◆ **What you are asked to do**:
Return the run of lines below that opens with the line containing "column 123, row 358" and closes with the line containing "column 503, row 99", keeping each one exact.

┌─ Input for this task

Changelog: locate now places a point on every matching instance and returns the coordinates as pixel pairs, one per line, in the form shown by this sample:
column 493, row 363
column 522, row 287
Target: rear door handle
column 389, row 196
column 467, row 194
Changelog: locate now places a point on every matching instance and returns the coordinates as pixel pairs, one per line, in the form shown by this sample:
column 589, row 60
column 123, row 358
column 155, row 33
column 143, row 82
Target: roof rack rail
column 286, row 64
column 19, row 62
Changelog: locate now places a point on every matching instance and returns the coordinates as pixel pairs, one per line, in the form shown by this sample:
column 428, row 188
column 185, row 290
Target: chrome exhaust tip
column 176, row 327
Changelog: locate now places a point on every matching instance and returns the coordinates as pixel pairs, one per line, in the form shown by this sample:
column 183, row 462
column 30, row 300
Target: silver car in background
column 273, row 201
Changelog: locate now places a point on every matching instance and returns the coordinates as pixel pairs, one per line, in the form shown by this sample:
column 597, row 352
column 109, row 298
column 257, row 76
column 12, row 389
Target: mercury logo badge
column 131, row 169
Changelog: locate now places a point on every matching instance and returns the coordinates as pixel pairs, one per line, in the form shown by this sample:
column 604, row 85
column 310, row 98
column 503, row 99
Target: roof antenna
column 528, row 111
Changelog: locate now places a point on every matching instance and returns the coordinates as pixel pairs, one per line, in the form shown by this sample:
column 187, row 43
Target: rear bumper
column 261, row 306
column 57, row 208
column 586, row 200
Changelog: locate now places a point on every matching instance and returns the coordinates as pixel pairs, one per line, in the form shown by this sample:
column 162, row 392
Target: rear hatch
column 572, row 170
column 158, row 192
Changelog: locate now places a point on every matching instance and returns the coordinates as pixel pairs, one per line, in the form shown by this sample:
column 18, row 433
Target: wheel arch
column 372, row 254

└─

◆ **Exercise result**:
column 123, row 358
column 155, row 33
column 143, row 82
Target: roof rack rail
column 286, row 64
column 19, row 62
Changelog: locate now places a point on every matching instance and returns the coordinates as pixel pairs, one per line, in the form shown by this sample:
column 428, row 188
column 185, row 290
Target: chrome exhaust tip
column 176, row 327
Changelog: locate now places a point on every matching instance and returns the coordinates as pixel pairs, one per line, in the form shown by this sample:
column 183, row 462
column 30, row 300
Target: silver car in background
column 273, row 201
Changelog: locate now places a point on every matching instance and returns the coordinates as pixel pairs, one per line, in the form shown by this sample:
column 597, row 352
column 109, row 298
column 257, row 76
column 12, row 389
Target: mercury logo badge
column 131, row 169
Changelog: locate now places a point on every matching instance and returns the coordinates as pixel pairs, one per line, in the form shown by this sample:
column 604, row 85
column 310, row 98
column 503, row 99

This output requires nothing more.